* GOAL *
Rescale the point coordinates in the answers, starting with the line that contains "Expected behaviour: a marker sits on the banner" and going on through the end of the items, and give only those lines again with their requests included. Multiply each coordinate by 0.6 and round it to a whole number, with halves rounded up.

Records from a data collection

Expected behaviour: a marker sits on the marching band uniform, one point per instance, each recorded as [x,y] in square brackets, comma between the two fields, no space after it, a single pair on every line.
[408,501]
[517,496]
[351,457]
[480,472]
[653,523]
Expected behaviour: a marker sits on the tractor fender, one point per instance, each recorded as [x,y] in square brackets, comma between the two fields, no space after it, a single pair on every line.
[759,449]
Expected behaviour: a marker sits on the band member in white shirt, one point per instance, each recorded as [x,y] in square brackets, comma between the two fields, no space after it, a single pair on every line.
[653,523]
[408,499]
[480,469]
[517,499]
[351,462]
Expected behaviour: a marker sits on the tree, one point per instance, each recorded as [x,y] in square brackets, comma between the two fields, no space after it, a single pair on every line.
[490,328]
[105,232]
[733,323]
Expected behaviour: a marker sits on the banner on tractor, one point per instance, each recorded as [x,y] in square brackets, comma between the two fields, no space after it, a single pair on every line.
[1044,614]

* RESPONSE TO THE TASK *
Expected behaviour: a marker sits on the banner on tractor, one point per instance, each recorded as [x,y] in square brackets, comma between the two fields, no space after it, a single pair on every line.
[626,368]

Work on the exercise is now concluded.